Reading text:
Malware can include worms, viruses or spyware that enable unauthorized users to access an organization’s IT environment. Once inside, those users can potentially disrupt IT network and endpoint devices or steal credentials.


Ransomware

Ransomware infects an organization’s devices and encrypts data to prevent access until a ransom is paid. Sometimes, the data is lost even when the ransom demand is paid.


Phishing

Phishing is the act of tricking individuals or organizations into giving up information like credit card numbers or passwords or access to privileged accounts. The intent is to steal or damage sensitive data by pretending to be a reputable company with which the victim is familiar. External attackers may also pose as legitimate users to access, steal, poison or corrupt data.


Distributed denial-of-service (DDoS) attacks

A DDoS attack targets websites and servers by disrupting network services to overrun an application’s resources. The perpetrators behind these attacks flood a site with traffic to slow website functionality or cause a total outage.


Human error

Employees may accidentally expose data to unintended audiences as they access it or share it with coworkers. Or an employee may sign in to company resources over an unsecured wireless connection.


Insider threats

Disgruntled employees may intentionally expose data or seek to profit from data theft.

Data security tools and strategies 

Data security tools and strategies enhance an organization’s visibility into where its critical data resides and how it is used. When properly implemented, robust data security strategies not only protect an organization’s information assets against cybercriminal activities but also promote data loss prevention by guarding against human error and insider threats, two of the leading causes of data breaches today. Some common types of data security tools include: 

  • Data encryption: Uses an algorithm to scramble normal text characters into an unreadable format. Encryption keys then allow only authorized users to read the data.  
  • Data masking: Masks sensitive data so that development can occur in compliant environments. By masking data, organizations can allow teams to develop applications or train people using real data. 
  • Data erasure: Uses software to overwrite data on any storage device completely. It then verifies that the data is unrecoverable.
  • Access management: Includes policies, audits and technologies to ensure that only the right users can access technology resources.
  • Role-based access management: Controls access to resources where permitted actions on resources are identified with roles rather than individual subject identities.

Data security best practices

Data security best practices include data protection tools such as those outlined in the previous section as well as auditing and monitoring. Data security best practices should be leveraged both on-premises and in the cloud to mitigate the threat of a data breach and to help achieve regulatory compliance. Specific recommendations can vary but typically call for a layered data security strategy architected to apply a defense-in-depth approach to mitigate different threat vectors.

Task set:
a: In the data security text, rewrite the paragraph beginning "Phishing is the act of tricking" as a short bulleted list that keeps its main facts.
b: List every type of data security tool that the data security text names.

Data supplied:

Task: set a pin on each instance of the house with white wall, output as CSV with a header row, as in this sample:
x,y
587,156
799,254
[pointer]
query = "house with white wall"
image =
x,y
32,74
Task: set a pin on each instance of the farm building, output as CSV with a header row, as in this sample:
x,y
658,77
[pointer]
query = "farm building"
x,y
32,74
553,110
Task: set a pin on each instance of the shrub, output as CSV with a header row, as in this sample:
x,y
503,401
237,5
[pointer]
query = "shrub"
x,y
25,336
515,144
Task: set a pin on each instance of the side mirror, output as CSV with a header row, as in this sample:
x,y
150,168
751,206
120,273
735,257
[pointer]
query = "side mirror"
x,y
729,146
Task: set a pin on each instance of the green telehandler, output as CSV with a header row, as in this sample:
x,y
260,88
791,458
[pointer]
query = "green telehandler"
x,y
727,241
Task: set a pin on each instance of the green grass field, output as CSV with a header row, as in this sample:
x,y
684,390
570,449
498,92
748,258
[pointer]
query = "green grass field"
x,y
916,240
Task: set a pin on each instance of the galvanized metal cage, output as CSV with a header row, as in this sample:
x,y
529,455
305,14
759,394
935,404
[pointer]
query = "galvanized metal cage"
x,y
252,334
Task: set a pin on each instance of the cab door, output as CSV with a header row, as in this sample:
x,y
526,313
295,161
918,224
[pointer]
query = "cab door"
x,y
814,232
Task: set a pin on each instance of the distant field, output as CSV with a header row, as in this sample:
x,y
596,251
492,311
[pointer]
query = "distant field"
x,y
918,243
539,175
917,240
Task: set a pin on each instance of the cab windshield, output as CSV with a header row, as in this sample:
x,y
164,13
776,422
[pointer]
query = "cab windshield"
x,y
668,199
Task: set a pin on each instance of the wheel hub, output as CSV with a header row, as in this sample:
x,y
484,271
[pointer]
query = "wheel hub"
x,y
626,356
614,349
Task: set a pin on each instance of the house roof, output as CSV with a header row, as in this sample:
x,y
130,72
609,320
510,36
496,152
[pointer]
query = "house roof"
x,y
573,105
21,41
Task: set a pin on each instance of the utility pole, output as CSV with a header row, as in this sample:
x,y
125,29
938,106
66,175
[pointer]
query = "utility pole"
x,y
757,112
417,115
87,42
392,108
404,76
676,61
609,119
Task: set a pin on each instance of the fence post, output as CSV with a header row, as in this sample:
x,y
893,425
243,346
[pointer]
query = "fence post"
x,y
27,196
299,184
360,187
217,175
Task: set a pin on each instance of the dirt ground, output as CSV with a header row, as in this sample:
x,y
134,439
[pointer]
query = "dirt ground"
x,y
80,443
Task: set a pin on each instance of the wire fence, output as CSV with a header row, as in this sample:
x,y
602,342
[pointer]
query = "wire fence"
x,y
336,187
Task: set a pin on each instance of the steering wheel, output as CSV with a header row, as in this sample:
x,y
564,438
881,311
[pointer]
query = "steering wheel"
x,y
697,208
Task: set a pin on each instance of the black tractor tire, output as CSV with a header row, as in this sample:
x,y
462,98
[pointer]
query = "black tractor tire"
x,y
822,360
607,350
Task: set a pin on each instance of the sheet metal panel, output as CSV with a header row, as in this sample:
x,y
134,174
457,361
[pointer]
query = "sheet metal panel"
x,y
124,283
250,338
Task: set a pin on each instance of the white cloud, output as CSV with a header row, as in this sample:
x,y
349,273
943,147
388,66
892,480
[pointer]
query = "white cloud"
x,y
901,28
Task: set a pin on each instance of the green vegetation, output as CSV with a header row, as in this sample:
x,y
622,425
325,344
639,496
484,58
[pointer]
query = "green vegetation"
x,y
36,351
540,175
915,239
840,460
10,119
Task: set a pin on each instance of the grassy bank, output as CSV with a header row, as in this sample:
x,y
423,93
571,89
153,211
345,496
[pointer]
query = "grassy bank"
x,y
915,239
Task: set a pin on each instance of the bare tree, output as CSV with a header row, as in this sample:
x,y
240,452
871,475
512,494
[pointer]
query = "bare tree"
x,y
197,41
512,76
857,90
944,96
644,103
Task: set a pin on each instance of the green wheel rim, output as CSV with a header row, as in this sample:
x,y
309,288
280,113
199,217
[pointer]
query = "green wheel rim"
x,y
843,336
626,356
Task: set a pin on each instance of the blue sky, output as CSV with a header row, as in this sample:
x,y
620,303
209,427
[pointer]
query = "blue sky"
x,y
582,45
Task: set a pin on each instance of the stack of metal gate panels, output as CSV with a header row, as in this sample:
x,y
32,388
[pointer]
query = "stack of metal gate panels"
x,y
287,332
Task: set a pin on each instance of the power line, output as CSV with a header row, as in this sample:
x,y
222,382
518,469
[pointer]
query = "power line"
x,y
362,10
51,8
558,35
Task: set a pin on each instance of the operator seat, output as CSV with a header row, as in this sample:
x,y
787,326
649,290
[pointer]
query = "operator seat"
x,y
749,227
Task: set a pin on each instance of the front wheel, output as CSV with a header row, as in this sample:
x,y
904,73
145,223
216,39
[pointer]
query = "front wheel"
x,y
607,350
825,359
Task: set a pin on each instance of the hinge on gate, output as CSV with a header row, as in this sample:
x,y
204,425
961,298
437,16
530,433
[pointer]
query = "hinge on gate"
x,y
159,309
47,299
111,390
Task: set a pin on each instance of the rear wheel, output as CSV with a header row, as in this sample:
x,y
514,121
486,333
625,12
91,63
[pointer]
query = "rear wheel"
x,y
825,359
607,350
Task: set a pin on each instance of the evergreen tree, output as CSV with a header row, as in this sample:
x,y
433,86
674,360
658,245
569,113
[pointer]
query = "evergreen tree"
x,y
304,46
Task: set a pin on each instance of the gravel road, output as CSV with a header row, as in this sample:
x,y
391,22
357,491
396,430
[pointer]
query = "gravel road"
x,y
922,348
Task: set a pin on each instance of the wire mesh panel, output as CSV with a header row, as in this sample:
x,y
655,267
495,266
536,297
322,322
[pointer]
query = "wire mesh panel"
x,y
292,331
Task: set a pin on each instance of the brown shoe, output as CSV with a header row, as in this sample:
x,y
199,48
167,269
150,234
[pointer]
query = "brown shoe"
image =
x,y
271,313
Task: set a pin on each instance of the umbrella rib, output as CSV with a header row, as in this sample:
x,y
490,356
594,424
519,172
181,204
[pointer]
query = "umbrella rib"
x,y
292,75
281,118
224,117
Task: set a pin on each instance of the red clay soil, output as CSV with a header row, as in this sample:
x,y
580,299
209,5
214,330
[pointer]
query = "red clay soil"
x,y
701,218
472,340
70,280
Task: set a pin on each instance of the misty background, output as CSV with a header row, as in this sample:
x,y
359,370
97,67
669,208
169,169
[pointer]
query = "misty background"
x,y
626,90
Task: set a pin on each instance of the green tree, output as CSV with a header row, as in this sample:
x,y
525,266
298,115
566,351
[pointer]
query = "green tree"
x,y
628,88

Results:
a:
- Phishing tricks individuals or organizations into giving up information such as credit card numbers or passwords, or access to privileged accounts.
- The attacker pretends to be a reputable company the victim knows.
- The goal is to steal or damage sensitive data.
- External attackers may also pose as legitimate users to access, steal, poison or corrupt data.

b:
- Data encryption
- Data masking
- Data erasure
- Access management
- Role-based access management